◆ **Page**:

•••••

# Random forest classification tutorial

Classification Task: Predicting Soil Behavior (Binary Classification)

The task is a binary classification problem, where the goal is to predict whether a soil sample will exhibit contracting or dilative behavior based on the `state` parameter. If `state >= -0.05`, soil tends to be contractive, and if `state < -0.05`, soil tends to be dilative. We first train the model using the training examples (i.e., feature-label). Then we test the model on unseen data to assess whether the model correctly classify the soil behavior (contractive or dilative)

## Data loading

Load the dataset and display its first few rows and information.



In [None]:
import pandas as pd

try:
    df = pd.read_csv('state_prediction.csv')
    display(df.head())
    display(df.info())
except FileNotFoundError:
    print("Error: 'state_prediction.csv' not found.")
    df = None

## Data exploration

Explore the dataset by visualizing relationships between features and the target variable 'state' using pair plots, correlation matrix, heatmap, and distributions of features.



In [None]:
import seaborn as sns
import matplotlib.pyplot as plt

# 1. Determine the shape of the DataFrame
print(f"Shape of the DataFrame: {df.shape}")

# 2. Generate a pair plot
sns.pairplot(df, hue='state')

•••••

◆ **Dataset section**:
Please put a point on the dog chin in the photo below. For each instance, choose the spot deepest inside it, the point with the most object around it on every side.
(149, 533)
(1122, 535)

•••••

◆ **Directive**: Reproduce the stretch of the random forest tutorial from "Classification Task: Predicting" through "rows and information.", copying it character for character.

◆ **Answer**:
Classification Task: Predicting Soil Behavior (Binary Classification)

The task is a binary classification problem, where the goal is to predict whether a soil sample will exhibit contracting or dilative behavior based on the `state` parameter. If `state >= -0.05`, soil tends to be contractive, and if `state < -0.05`, soil tends to be dilative. We first train the model using the training examples (i.e., feature-label). Then we test the model on unseen data to assess whether the model correctly classify the soil behavior (contractive or dilative)

## Data loading

Load the dataset and display its first few rows and information.